Exercise directions - Working from the records below, repeat exactly the lines starting at the line that contains "What element on screen corresponds to the metal" and ending at the line that contains "Referring to the", inclusive.

Records for the exercise -
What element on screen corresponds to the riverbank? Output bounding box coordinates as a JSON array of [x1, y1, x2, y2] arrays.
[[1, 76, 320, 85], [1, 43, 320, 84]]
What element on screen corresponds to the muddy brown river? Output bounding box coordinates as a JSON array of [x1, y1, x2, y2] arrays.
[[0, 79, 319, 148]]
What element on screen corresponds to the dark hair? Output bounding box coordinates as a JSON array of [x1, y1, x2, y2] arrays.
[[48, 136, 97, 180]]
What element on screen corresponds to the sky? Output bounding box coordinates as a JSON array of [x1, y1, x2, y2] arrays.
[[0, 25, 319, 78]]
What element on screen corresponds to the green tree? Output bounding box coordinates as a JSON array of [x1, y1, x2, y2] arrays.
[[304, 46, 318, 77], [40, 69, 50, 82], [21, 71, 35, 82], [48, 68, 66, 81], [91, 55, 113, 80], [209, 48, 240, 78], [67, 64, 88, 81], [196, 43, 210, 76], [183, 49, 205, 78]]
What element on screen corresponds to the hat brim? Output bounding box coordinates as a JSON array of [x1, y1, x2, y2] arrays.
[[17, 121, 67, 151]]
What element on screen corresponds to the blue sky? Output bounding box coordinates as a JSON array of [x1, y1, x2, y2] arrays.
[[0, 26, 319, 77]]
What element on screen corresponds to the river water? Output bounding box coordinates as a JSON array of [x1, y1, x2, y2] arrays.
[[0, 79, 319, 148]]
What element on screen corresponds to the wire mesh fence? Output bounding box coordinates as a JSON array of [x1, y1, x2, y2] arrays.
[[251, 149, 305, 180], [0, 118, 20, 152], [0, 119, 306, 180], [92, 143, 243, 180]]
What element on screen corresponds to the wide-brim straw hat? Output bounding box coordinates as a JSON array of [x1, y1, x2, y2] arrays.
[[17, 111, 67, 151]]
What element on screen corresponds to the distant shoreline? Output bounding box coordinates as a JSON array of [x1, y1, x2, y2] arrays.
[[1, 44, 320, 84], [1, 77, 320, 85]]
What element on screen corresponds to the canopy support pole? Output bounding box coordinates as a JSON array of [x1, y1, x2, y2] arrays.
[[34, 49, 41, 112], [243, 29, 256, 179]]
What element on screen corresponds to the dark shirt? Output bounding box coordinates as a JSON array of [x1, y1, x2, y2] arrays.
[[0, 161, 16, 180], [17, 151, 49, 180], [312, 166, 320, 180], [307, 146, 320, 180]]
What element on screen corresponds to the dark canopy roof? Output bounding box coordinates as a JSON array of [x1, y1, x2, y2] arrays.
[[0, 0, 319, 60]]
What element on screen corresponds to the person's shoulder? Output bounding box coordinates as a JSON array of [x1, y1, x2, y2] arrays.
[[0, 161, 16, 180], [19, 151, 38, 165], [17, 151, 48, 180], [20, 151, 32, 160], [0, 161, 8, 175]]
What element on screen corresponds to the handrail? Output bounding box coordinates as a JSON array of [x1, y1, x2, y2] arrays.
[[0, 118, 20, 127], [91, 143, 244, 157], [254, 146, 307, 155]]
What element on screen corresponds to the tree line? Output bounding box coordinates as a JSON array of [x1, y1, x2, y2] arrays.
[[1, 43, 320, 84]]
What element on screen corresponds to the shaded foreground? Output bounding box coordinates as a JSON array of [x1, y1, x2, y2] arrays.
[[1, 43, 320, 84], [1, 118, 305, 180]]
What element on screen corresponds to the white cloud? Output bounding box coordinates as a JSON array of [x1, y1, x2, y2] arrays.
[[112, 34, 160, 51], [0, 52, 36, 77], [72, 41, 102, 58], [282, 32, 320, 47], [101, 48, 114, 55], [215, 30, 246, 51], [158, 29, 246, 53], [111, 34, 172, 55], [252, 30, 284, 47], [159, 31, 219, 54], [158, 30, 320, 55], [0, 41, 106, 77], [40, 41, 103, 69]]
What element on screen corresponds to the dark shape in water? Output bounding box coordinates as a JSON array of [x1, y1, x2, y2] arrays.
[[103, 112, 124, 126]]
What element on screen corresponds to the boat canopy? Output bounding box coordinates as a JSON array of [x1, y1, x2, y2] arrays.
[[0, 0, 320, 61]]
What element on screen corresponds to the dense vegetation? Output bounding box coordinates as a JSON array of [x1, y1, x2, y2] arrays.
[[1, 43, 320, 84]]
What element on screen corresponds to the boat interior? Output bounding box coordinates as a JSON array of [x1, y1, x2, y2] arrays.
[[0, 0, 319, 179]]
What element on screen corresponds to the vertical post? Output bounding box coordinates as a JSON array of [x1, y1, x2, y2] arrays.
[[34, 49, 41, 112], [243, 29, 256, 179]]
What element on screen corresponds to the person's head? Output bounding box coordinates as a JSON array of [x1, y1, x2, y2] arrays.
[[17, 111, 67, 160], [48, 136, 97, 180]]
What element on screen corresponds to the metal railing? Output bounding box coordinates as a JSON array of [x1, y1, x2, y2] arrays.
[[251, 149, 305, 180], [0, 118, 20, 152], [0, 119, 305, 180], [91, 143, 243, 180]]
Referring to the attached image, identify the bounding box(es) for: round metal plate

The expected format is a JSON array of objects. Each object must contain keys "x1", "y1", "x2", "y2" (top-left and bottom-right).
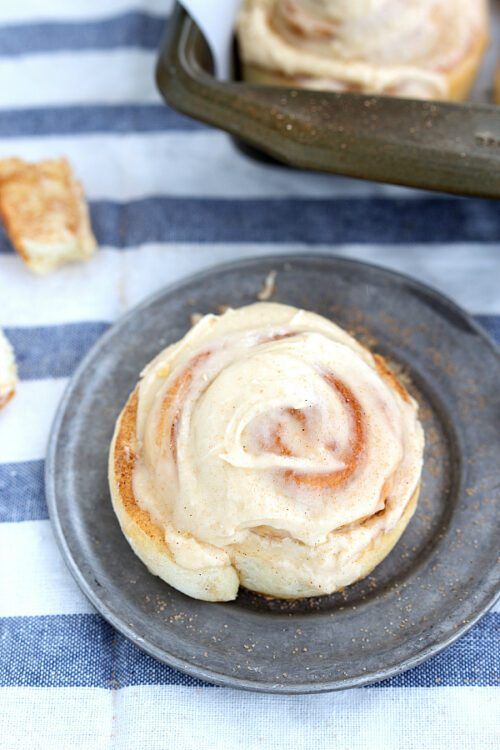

Response -
What element on screen corresponds to the metal railing? Output bounding box coordinates as a JSON array of [x1, y1, x2, y2] arrays.
[[251, 149, 305, 180], [0, 118, 20, 152], [0, 119, 305, 180], [91, 143, 243, 180]]
Referring to the attached image, identify the bounding box(es) for: round metal plate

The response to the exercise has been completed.